### ARTICLE
____________
Most same-gender married couples I know have a shared surname. They presumably arrived at that through mutual discussion, weighing up their options, the individual feelings and any professional factors around the names they had. This is how it should be done.  Every couple, upon marrying or having a child should have a conversation which begins "What shall we do about names?"  It could be a very short conversation, it could be an ongoing discussion over a periods of months.

But  even if we all did this, unless we do away with the custom of familial surnames altogether, around half the couples who share a surname would share a husband's surname and around half of all children would take their name from a father. Sharing a husband's name is not wrong; the problem is that women feel under pressure to do so and couples often don't consider the other options.

Meanwhile, the reasons that there isn't a completely free choice relate to two far bigger, far more problematic aspects of sexism which we need to address head-on.
____________
### DATA ENTRIES
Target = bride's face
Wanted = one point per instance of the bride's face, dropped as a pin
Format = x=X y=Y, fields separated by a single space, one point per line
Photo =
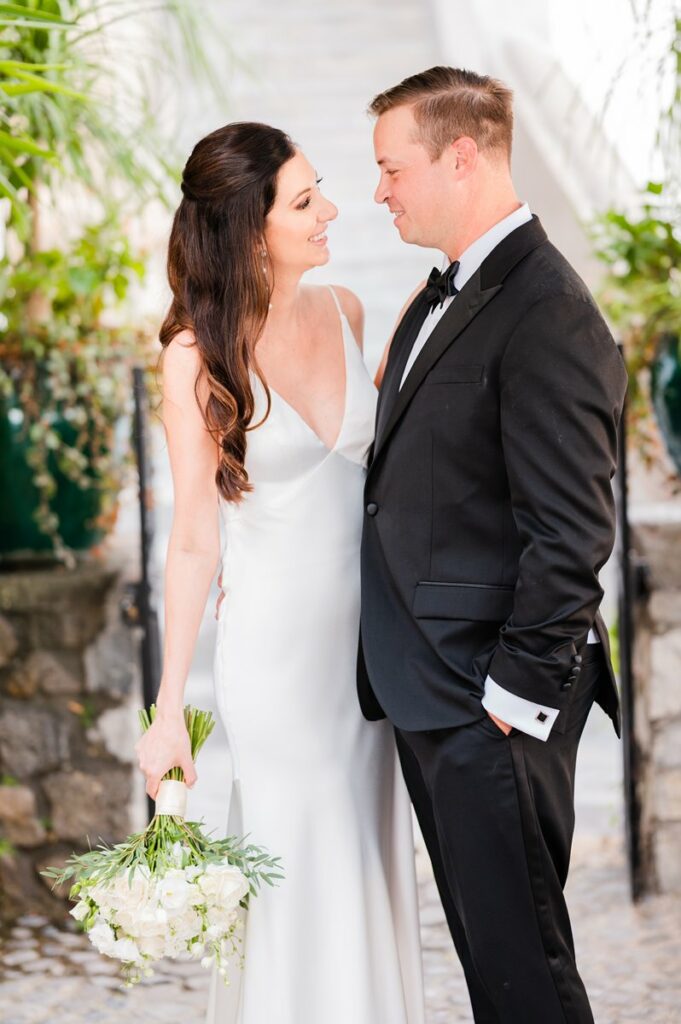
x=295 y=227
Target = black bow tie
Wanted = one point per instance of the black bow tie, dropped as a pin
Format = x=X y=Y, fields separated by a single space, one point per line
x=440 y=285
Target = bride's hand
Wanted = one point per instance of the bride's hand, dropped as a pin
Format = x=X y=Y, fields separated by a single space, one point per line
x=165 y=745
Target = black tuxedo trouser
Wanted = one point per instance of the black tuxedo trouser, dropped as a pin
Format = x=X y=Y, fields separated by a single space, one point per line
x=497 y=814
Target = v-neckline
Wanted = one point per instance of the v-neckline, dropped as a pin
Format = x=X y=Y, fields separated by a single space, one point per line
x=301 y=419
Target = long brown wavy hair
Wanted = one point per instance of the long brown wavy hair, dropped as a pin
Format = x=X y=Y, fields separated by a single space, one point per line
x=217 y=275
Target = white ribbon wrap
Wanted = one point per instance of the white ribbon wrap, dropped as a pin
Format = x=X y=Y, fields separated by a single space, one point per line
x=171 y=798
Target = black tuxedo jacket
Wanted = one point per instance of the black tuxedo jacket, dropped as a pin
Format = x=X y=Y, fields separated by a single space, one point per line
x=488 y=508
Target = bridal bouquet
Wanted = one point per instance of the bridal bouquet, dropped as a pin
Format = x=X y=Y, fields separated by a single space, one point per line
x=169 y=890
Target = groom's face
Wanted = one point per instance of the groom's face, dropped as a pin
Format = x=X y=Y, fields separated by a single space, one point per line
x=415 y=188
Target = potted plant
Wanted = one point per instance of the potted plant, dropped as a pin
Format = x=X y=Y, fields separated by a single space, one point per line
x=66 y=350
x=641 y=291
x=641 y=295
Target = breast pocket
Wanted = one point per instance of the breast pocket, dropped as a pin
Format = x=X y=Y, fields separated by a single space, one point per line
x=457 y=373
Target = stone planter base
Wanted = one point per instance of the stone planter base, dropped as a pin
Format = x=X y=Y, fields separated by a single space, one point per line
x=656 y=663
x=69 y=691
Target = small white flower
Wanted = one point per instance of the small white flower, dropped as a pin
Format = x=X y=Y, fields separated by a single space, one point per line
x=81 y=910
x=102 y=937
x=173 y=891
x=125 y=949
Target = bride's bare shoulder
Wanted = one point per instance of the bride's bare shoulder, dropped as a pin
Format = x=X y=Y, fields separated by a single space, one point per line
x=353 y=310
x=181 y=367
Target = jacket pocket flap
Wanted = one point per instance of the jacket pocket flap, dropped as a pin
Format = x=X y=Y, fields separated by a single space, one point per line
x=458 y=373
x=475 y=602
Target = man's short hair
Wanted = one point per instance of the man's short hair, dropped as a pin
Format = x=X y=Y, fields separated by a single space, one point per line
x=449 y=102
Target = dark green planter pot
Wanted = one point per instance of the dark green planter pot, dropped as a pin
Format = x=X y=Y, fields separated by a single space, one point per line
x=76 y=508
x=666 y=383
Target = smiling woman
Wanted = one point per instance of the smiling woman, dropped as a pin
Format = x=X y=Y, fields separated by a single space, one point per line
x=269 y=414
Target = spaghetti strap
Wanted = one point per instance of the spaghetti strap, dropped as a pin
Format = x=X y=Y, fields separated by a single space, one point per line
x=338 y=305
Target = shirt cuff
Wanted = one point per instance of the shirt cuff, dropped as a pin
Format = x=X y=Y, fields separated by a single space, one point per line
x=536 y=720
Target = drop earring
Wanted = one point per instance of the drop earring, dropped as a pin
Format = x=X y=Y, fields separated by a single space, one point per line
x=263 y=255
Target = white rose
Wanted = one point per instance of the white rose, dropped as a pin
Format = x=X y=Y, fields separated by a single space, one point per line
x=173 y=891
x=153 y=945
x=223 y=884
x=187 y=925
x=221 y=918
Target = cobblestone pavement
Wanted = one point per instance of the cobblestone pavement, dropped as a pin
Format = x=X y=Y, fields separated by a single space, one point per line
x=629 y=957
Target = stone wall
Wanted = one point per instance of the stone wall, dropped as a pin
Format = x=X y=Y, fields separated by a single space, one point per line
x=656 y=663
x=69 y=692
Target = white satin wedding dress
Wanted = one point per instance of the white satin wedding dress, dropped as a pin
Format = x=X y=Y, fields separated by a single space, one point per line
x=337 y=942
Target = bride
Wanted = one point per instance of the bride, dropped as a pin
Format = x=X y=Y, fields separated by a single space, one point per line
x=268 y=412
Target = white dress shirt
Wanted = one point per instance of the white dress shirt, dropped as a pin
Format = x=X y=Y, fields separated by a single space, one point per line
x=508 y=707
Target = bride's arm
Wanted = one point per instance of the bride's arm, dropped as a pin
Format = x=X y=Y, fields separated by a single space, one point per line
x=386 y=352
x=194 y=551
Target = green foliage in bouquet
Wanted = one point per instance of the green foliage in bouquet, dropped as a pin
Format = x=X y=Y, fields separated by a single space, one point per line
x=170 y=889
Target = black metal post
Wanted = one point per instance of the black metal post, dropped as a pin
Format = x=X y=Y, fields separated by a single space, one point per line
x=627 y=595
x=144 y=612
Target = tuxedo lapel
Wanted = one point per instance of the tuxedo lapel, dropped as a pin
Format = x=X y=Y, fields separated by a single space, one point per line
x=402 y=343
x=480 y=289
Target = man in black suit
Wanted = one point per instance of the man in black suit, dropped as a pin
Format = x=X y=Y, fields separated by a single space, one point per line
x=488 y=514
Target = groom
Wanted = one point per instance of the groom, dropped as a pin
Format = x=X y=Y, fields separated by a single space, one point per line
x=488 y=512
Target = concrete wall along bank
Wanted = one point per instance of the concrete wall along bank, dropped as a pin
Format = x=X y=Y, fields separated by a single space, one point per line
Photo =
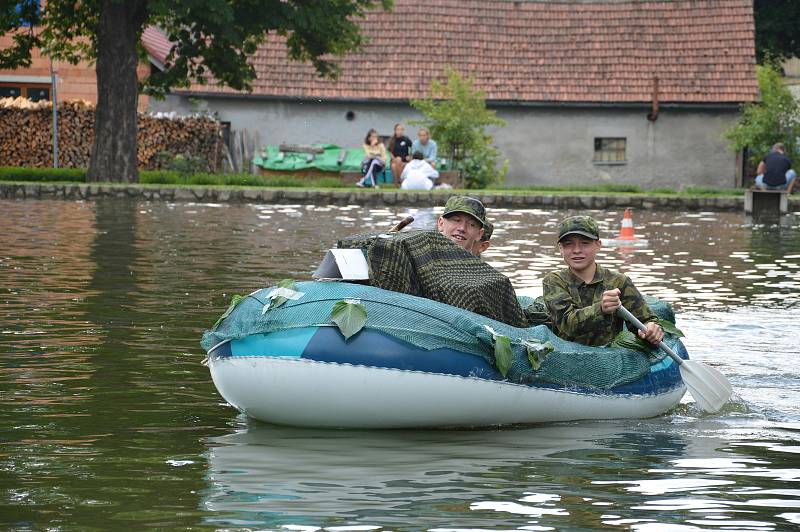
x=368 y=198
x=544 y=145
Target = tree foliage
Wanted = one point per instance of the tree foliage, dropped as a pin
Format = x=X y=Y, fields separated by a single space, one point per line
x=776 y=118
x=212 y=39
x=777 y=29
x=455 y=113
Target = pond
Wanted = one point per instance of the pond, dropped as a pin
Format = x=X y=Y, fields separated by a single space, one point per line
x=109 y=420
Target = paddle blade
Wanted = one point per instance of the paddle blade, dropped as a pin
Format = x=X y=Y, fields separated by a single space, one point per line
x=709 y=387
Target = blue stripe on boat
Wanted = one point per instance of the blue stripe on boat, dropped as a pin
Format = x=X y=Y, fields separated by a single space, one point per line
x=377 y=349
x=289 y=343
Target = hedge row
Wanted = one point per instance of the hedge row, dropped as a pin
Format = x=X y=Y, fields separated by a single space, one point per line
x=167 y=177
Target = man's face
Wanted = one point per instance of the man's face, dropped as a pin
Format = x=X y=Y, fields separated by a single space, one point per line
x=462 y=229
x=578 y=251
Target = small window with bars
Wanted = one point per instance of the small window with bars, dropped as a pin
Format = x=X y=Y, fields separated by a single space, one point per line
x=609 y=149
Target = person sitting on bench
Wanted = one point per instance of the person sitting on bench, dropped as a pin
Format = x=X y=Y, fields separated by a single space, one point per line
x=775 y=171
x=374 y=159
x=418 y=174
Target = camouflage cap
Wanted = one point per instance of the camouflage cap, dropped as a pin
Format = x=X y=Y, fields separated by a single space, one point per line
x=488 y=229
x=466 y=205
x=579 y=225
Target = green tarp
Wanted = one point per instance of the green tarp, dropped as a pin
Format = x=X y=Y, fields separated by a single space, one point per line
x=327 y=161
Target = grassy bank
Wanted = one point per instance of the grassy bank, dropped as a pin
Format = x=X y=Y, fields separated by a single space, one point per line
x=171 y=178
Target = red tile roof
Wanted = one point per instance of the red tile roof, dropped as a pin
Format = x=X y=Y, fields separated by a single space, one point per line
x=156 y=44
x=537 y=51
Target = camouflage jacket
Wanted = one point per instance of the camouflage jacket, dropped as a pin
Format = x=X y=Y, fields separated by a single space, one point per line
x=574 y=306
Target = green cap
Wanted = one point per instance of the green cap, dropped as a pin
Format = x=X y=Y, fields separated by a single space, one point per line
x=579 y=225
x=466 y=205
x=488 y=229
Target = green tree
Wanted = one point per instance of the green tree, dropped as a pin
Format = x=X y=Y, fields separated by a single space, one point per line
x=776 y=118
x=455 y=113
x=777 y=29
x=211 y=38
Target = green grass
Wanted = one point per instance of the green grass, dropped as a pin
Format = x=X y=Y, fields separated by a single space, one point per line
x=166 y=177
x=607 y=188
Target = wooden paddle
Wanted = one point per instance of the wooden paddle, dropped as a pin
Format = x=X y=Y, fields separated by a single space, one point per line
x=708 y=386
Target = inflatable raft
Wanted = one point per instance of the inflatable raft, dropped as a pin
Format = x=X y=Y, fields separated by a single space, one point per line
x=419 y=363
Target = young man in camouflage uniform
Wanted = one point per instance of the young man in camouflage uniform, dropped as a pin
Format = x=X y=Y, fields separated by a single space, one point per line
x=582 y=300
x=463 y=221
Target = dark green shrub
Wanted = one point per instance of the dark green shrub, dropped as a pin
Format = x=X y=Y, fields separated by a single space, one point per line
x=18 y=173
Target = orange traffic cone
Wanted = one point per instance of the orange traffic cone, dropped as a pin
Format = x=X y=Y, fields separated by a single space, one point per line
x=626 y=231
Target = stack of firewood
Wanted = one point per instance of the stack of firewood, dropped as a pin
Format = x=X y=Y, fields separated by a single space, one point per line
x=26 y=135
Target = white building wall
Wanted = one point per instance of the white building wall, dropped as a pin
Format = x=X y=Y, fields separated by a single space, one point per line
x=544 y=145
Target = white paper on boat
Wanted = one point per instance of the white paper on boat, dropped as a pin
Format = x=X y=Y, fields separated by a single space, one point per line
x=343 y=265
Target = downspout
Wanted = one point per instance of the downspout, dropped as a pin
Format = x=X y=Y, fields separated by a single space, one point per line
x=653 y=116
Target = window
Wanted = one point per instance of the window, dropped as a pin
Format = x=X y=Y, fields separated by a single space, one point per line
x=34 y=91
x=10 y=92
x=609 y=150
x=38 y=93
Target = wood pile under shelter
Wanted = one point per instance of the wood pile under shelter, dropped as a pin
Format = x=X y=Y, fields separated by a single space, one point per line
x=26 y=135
____________
### TASK INSTRUCTIONS
1 > Print the surnames passage above from "But  even if" up to and including "to address head-on.".
2 > Answer these questions using the surnames passage above:
(a) With what question should every couple's conversation about names begin?
(b) If the custom of familial surnames remains, about what share of children would take their name from a father?
(c) What does the passage give as the problem with sharing a husband's name?
3 > Sum up the surnames passage above in three sentences.

### RESPONSES
1 >
But  even if we all did this, unless we do away with the custom of familial surnames altogether, around half the couples who share a surname would share a husband's surname and around half of all children would take their name from a father. Sharing a husband's name is not wrong; the problem is that women feel under pressure to do so and couples often don't consider the other options.

Meanwhile, the reasons that there isn't a completely free choice relate to two far bigger, far more problematic aspects of sexism which we need to address head-on.

2 >
(a) "What shall we do about names?"
(b) Around half.
(c) Women feel under pressure to do so, and couples often don't consider the other options.

3 > Every couple that marries or has a child should talk about what to do with names, as the same-gender married couples with a shared surname presumably did. Even if everyone did this, keeping familial surnames would mean about half of couples sharing a husband's name and about half of children taking a father's name. Sharing a husband's name is not wrong, but women feel pressure to do it, and the lack of a fully free choice comes from two larger aspects of sexism that need addressing head-on.